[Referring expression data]
☆ ☆ ☆ ☆
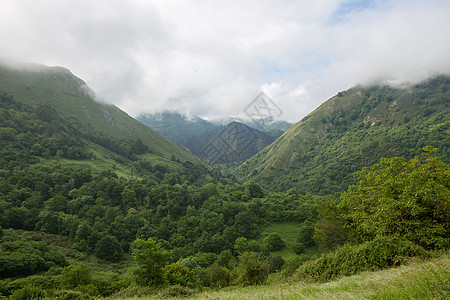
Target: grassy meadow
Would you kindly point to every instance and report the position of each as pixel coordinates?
(416, 280)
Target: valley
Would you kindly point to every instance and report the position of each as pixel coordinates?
(94, 204)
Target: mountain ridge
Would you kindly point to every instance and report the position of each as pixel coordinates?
(367, 123)
(70, 96)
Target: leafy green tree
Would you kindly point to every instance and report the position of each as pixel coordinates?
(177, 273)
(241, 245)
(108, 248)
(399, 197)
(329, 230)
(150, 258)
(305, 233)
(251, 270)
(75, 275)
(273, 242)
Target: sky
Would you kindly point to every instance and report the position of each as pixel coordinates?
(212, 58)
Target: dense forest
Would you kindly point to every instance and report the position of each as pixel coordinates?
(77, 232)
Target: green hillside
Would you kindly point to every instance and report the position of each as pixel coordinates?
(353, 130)
(213, 142)
(176, 127)
(72, 99)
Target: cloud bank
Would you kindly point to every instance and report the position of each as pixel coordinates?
(212, 58)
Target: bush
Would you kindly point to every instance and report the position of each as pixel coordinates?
(251, 270)
(381, 253)
(177, 274)
(274, 263)
(28, 292)
(305, 234)
(108, 248)
(218, 276)
(70, 295)
(299, 248)
(291, 265)
(176, 291)
(75, 275)
(273, 242)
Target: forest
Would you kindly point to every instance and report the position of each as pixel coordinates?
(73, 232)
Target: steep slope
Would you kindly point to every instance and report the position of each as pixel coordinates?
(232, 142)
(210, 141)
(353, 130)
(71, 98)
(176, 127)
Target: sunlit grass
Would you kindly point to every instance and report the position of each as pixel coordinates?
(417, 280)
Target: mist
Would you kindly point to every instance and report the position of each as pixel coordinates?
(213, 58)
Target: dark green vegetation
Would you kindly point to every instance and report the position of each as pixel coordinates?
(354, 130)
(214, 143)
(175, 227)
(230, 143)
(176, 127)
(73, 101)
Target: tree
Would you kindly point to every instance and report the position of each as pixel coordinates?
(329, 231)
(273, 242)
(241, 245)
(398, 197)
(75, 275)
(108, 248)
(150, 258)
(305, 234)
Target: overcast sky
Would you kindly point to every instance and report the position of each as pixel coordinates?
(212, 58)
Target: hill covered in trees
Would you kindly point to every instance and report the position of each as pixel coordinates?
(85, 213)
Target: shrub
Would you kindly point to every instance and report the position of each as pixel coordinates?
(274, 263)
(305, 234)
(251, 270)
(291, 265)
(273, 242)
(176, 291)
(151, 259)
(177, 274)
(70, 295)
(381, 253)
(108, 248)
(299, 248)
(75, 275)
(218, 276)
(28, 292)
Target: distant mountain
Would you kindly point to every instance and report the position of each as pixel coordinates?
(68, 99)
(197, 134)
(176, 127)
(232, 142)
(353, 130)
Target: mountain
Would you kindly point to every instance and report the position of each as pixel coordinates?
(72, 100)
(232, 142)
(197, 134)
(176, 127)
(353, 130)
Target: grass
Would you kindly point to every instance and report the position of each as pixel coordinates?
(107, 160)
(417, 280)
(288, 232)
(63, 244)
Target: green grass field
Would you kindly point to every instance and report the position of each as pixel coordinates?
(416, 280)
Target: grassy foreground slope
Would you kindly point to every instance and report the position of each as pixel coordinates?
(36, 84)
(417, 280)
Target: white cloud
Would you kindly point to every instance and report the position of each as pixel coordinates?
(214, 57)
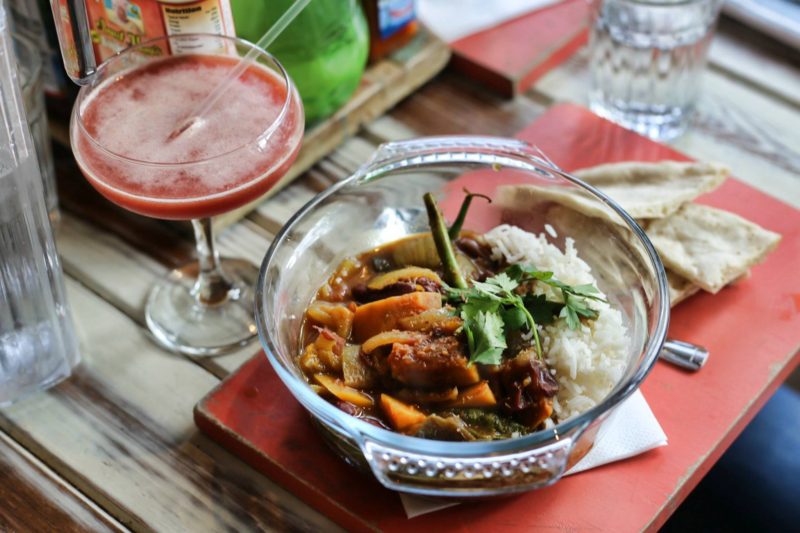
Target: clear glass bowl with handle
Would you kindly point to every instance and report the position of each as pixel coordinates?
(382, 202)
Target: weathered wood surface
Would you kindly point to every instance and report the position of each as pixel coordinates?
(32, 498)
(115, 446)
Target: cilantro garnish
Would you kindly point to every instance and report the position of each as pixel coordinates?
(492, 308)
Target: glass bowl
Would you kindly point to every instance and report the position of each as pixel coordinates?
(382, 202)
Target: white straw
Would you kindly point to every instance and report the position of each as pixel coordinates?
(262, 44)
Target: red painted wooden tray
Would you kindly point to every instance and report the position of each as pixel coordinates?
(509, 57)
(752, 330)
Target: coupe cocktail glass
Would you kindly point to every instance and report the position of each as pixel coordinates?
(122, 134)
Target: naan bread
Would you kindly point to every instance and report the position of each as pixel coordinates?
(654, 190)
(679, 288)
(708, 246)
(644, 190)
☆ ☆ ☆ ☆
REQUIRED ACTION
In the answer, repeat exactly the lines from the top of the entries above through the line with "Target: sky", and leave pictures out of it.

RESPONSE
Target: grassy meadow
Would you kindly point to every instance and report the position of each as pixel coordinates?
(416, 280)
Target: valley
Would you kindly point to every instance and report the position of each as pixel coordinates?
(94, 204)
Target: mountain ridge
Would you kindly point to every instance and report the position of each as pixel coordinates?
(367, 123)
(70, 96)
Target: leafy green tree
Would you kindly point to every instance and report the position of each as pixel coordinates?
(177, 273)
(241, 245)
(108, 248)
(399, 197)
(329, 230)
(150, 258)
(305, 233)
(251, 270)
(75, 275)
(273, 242)
Target: sky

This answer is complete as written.